THE PROBLEM: Render every line of the items below as a Markdown table with the columns Row and Line, numbering each row and leaving out blank lines.

------------------------------------------------------------------------

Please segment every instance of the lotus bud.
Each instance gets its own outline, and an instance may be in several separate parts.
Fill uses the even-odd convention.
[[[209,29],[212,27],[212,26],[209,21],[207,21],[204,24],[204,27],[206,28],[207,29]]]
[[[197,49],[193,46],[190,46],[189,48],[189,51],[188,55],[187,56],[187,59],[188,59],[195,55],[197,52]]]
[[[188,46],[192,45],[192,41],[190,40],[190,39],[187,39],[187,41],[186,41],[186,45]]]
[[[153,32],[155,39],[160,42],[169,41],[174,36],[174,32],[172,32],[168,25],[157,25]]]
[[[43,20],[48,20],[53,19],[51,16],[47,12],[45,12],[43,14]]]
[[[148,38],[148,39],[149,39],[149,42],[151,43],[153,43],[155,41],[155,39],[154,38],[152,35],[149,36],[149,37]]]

------------------------------------------------------------------------

RESULT:
| Row | Line |
|---|---|
| 1 | Please segment every instance of the lotus bud. |
| 2 | Each instance gets its own outline, and an instance may be in several separate parts. |
| 3 | Fill uses the even-odd convention. |
| 4 | [[[209,29],[212,27],[212,26],[209,21],[207,21],[204,24],[204,27],[206,28],[207,29]]] |
| 5 | [[[197,49],[193,46],[190,46],[189,48],[189,51],[188,55],[187,56],[187,59],[188,59],[195,55],[197,52]]] |
| 6 | [[[188,46],[192,45],[192,41],[190,40],[190,39],[187,39],[187,41],[186,41],[186,45]]] |
| 7 | [[[153,32],[155,39],[160,42],[169,41],[174,36],[174,32],[172,32],[168,25],[157,25]]] |
| 8 | [[[43,20],[48,20],[53,19],[51,16],[47,12],[45,12],[43,14]]] |
| 9 | [[[148,38],[148,39],[149,39],[149,42],[151,43],[153,43],[155,41],[155,39],[154,38],[152,35],[149,36],[149,37]]] |